*Exercise*: Reproduce the records below exactly, but leave their pictures out of the copy.

*Exercise inputs*:
>>
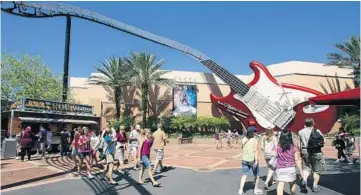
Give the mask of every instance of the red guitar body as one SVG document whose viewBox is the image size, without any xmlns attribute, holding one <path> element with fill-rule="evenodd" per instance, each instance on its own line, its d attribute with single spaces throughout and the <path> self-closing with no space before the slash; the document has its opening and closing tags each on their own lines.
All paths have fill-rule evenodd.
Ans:
<svg viewBox="0 0 361 195">
<path fill-rule="evenodd" d="M 287 130 L 298 132 L 304 128 L 306 118 L 313 118 L 315 127 L 324 134 L 331 130 L 336 122 L 337 112 L 335 106 L 326 105 L 325 107 L 318 107 L 320 108 L 318 110 L 307 111 L 307 108 L 311 107 L 308 106 L 308 98 L 323 95 L 321 92 L 293 84 L 279 83 L 261 63 L 251 62 L 250 67 L 254 71 L 254 78 L 248 86 L 255 87 L 257 91 L 274 102 L 281 102 L 281 104 L 285 101 L 292 102 L 296 115 L 286 127 Z M 244 102 L 235 99 L 235 94 L 233 90 L 225 97 L 217 97 L 211 94 L 211 101 L 218 108 L 237 117 L 246 128 L 256 126 L 257 131 L 263 131 L 264 128 L 269 127 L 265 122 L 261 123 L 260 117 L 257 116 L 255 111 L 251 111 Z M 229 105 L 233 107 L 233 110 L 229 109 Z M 235 114 L 234 108 L 243 114 Z M 272 128 L 276 127 L 273 126 Z"/>
</svg>

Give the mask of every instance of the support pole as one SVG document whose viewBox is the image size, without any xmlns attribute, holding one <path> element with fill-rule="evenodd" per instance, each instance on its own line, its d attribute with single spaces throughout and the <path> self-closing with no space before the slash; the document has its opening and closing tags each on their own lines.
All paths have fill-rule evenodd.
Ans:
<svg viewBox="0 0 361 195">
<path fill-rule="evenodd" d="M 63 102 L 68 99 L 69 82 L 69 50 L 70 50 L 71 17 L 66 16 L 65 51 L 64 51 L 64 75 L 63 75 Z"/>
</svg>

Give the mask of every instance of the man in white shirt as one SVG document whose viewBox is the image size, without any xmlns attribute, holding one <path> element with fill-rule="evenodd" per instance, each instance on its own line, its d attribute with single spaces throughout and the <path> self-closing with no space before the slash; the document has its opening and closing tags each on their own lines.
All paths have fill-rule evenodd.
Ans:
<svg viewBox="0 0 361 195">
<path fill-rule="evenodd" d="M 302 184 L 301 184 L 301 192 L 307 193 L 307 179 L 311 172 L 313 172 L 313 188 L 312 191 L 317 193 L 319 192 L 319 188 L 317 186 L 320 175 L 319 173 L 323 171 L 324 166 L 324 158 L 323 153 L 321 151 L 321 148 L 316 150 L 310 150 L 308 148 L 309 140 L 311 133 L 313 131 L 317 132 L 319 135 L 322 135 L 322 132 L 319 129 L 316 129 L 314 127 L 314 120 L 312 118 L 307 118 L 305 120 L 305 128 L 300 130 L 298 132 L 298 136 L 300 138 L 300 150 L 301 150 L 301 158 L 302 158 L 302 165 L 303 165 L 303 171 L 302 171 Z"/>
<path fill-rule="evenodd" d="M 135 160 L 134 169 L 137 169 L 137 165 L 139 164 L 137 158 L 139 135 L 140 135 L 140 125 L 136 125 L 135 128 L 129 134 L 129 147 L 128 147 L 128 156 L 127 156 L 128 160 L 130 155 L 133 156 L 133 159 Z"/>
</svg>

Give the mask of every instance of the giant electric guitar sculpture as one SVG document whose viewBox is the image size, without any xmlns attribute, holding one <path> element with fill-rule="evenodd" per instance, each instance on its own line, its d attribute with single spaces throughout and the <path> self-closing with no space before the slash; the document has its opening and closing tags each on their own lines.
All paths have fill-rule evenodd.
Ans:
<svg viewBox="0 0 361 195">
<path fill-rule="evenodd" d="M 143 31 L 128 24 L 65 4 L 2 2 L 2 11 L 25 17 L 72 16 L 103 24 L 140 38 L 181 51 L 194 57 L 227 83 L 231 93 L 223 98 L 211 95 L 214 104 L 238 117 L 245 126 L 272 127 L 298 131 L 306 118 L 313 118 L 316 127 L 328 132 L 336 121 L 334 106 L 308 105 L 308 98 L 322 95 L 318 91 L 291 84 L 280 84 L 260 63 L 251 62 L 255 77 L 246 84 L 203 53 L 176 41 Z"/>
</svg>

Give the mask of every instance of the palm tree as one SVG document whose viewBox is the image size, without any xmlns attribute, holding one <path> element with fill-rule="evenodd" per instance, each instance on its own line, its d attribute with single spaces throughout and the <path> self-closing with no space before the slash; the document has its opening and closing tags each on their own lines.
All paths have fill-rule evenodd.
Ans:
<svg viewBox="0 0 361 195">
<path fill-rule="evenodd" d="M 152 86 L 168 85 L 173 86 L 173 80 L 162 78 L 169 71 L 160 70 L 164 60 L 155 62 L 155 55 L 150 53 L 130 53 L 127 63 L 132 66 L 134 77 L 132 83 L 137 86 L 141 92 L 141 110 L 143 112 L 143 127 L 147 124 L 148 95 Z"/>
<path fill-rule="evenodd" d="M 323 83 L 319 83 L 325 94 L 337 93 L 351 89 L 351 87 L 347 83 L 345 83 L 345 87 L 343 89 L 341 88 L 340 78 L 337 76 L 337 73 L 335 73 L 334 79 L 330 78 L 327 75 L 325 75 L 325 77 L 329 89 L 327 89 L 327 87 Z"/>
<path fill-rule="evenodd" d="M 336 65 L 341 68 L 352 68 L 352 76 L 355 87 L 360 86 L 360 37 L 352 36 L 344 44 L 336 44 L 340 53 L 329 53 L 328 65 Z"/>
<path fill-rule="evenodd" d="M 130 85 L 132 69 L 122 57 L 111 57 L 102 62 L 101 67 L 95 67 L 100 74 L 92 75 L 88 81 L 90 84 L 101 85 L 108 91 L 111 100 L 115 104 L 115 117 L 120 118 L 120 100 L 122 88 Z"/>
</svg>

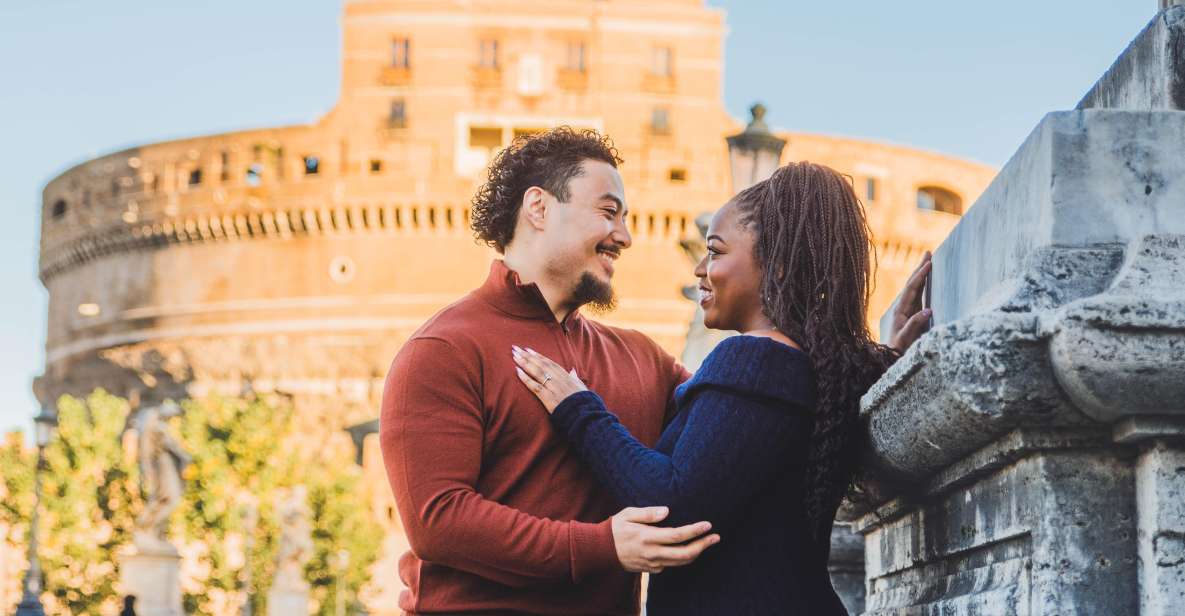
<<
*Exercise output*:
Give the mask of every instance of the red guitar body as one SVG document whose viewBox is the image size, without any xmlns attribute, holding one <path> element with fill-rule="evenodd" per instance, each instance on its own line, its d attribute with single spaces throughout and the <path> self-closing with no space before the slash; the document has its opening and closing tags each on their own lines.
All paths have fill-rule evenodd.
Ans:
<svg viewBox="0 0 361 195">
<path fill-rule="evenodd" d="M 287 130 L 298 132 L 304 128 L 306 118 L 313 118 L 315 127 L 324 134 L 331 130 L 336 122 L 337 112 L 335 106 L 326 105 L 325 107 L 318 107 L 320 108 L 318 110 L 307 111 L 307 108 L 311 107 L 308 106 L 308 98 L 323 95 L 321 92 L 293 84 L 279 83 L 261 63 L 251 62 L 250 67 L 254 71 L 254 78 L 248 86 L 255 87 L 257 91 L 274 102 L 281 102 L 281 104 L 285 101 L 292 102 L 296 115 L 286 127 Z M 244 102 L 235 99 L 235 94 L 233 90 L 225 97 L 217 97 L 211 94 L 211 101 L 218 108 L 237 117 L 246 128 L 256 126 L 257 131 L 263 131 L 264 128 L 269 127 L 265 122 L 261 123 L 260 117 L 257 116 L 255 111 L 251 111 Z M 229 105 L 233 107 L 233 110 L 229 109 Z M 235 114 L 234 108 L 243 114 Z M 272 128 L 276 127 L 273 126 Z"/>
</svg>

Give the mask of every instance of the support pole as one SVG document whose viewBox is the image size, without any xmlns attribute, holding one <path> element with fill-rule="evenodd" per instance, each instance on its own line, its d attribute with single spaces throughout and the <path> self-closing with no space before the slash; the document has its opening and closing tags each on their own lines.
All paths have fill-rule evenodd.
Ans:
<svg viewBox="0 0 361 195">
<path fill-rule="evenodd" d="M 63 102 L 68 99 L 69 82 L 69 50 L 70 50 L 71 17 L 66 16 L 65 51 L 64 51 L 64 75 L 63 75 Z"/>
</svg>

Give the mask of every instance of the man in white shirt as one SVG document whose viewBox is the image size, without any xmlns attribute, holding one <path> element with fill-rule="evenodd" per instance, each instance on its own line, its d attribute with single spaces throughout and the <path> self-closing with no space before the slash; the document has its opening and closing tags each on their own lines.
All paths have fill-rule evenodd.
Ans:
<svg viewBox="0 0 361 195">
<path fill-rule="evenodd" d="M 302 184 L 301 184 L 301 192 L 307 193 L 307 179 L 311 172 L 313 172 L 313 188 L 312 191 L 317 193 L 319 192 L 319 188 L 317 186 L 320 175 L 319 173 L 323 171 L 324 166 L 324 158 L 323 153 L 321 151 L 321 148 L 316 150 L 310 150 L 308 148 L 309 140 L 311 133 L 313 131 L 317 132 L 319 135 L 322 135 L 322 132 L 319 129 L 316 129 L 314 127 L 314 120 L 312 118 L 307 118 L 305 120 L 305 128 L 300 130 L 298 132 L 298 136 L 300 138 L 300 150 L 301 150 L 301 158 L 302 158 L 302 165 L 303 165 L 303 171 L 302 171 Z"/>
<path fill-rule="evenodd" d="M 135 160 L 134 169 L 137 169 L 137 165 L 139 164 L 137 158 L 139 135 L 140 135 L 140 125 L 136 125 L 135 128 L 129 134 L 129 147 L 128 147 L 128 156 L 127 156 L 128 160 L 130 155 L 133 156 L 133 159 Z"/>
</svg>

Give the mask of every instance of the giant electric guitar sculpture as one SVG document whose viewBox is the image size, without any xmlns attribute, holding one <path> element with fill-rule="evenodd" per instance, each instance on its own line, its d attribute with single spaces throughout and the <path> self-closing with no space before the slash; the document has its opening and closing tags each on their own lines.
All paths have fill-rule evenodd.
Ans:
<svg viewBox="0 0 361 195">
<path fill-rule="evenodd" d="M 143 31 L 128 24 L 65 4 L 2 2 L 2 11 L 25 17 L 72 16 L 103 24 L 140 38 L 181 51 L 194 57 L 227 83 L 231 93 L 223 98 L 211 95 L 214 104 L 238 117 L 245 126 L 272 127 L 298 131 L 306 118 L 313 118 L 316 127 L 328 132 L 336 121 L 334 106 L 308 105 L 308 98 L 322 95 L 318 91 L 291 84 L 280 84 L 260 63 L 251 62 L 255 77 L 246 84 L 203 53 L 176 41 Z"/>
</svg>

Give the mask of every instance of the palm tree as one SVG document whose viewBox is the image size, without any xmlns attribute, holding one <path> element with fill-rule="evenodd" per instance, each instance on its own line, its d attribute with single spaces throughout and the <path> self-closing with no space before the slash; the document has its opening and closing tags each on their own lines.
All paths have fill-rule evenodd.
Ans:
<svg viewBox="0 0 361 195">
<path fill-rule="evenodd" d="M 152 86 L 168 85 L 173 86 L 173 80 L 162 78 L 169 71 L 160 70 L 164 60 L 155 62 L 155 55 L 150 53 L 130 53 L 127 63 L 132 66 L 134 77 L 132 83 L 137 86 L 141 92 L 141 110 L 143 112 L 143 127 L 147 124 L 148 95 Z"/>
<path fill-rule="evenodd" d="M 323 83 L 319 83 L 325 94 L 337 93 L 351 89 L 351 87 L 347 83 L 345 83 L 345 87 L 343 89 L 341 88 L 340 78 L 337 76 L 337 73 L 335 73 L 334 79 L 330 78 L 327 75 L 325 75 L 325 77 L 329 89 L 327 89 L 327 87 Z"/>
<path fill-rule="evenodd" d="M 336 65 L 341 68 L 352 68 L 352 76 L 355 87 L 360 86 L 360 37 L 352 36 L 344 44 L 336 44 L 340 53 L 329 53 L 328 65 Z"/>
<path fill-rule="evenodd" d="M 130 85 L 132 69 L 122 57 L 111 57 L 102 62 L 101 67 L 95 67 L 100 74 L 92 75 L 88 81 L 90 84 L 101 85 L 108 91 L 111 100 L 115 104 L 115 117 L 120 118 L 120 100 L 122 88 Z"/>
</svg>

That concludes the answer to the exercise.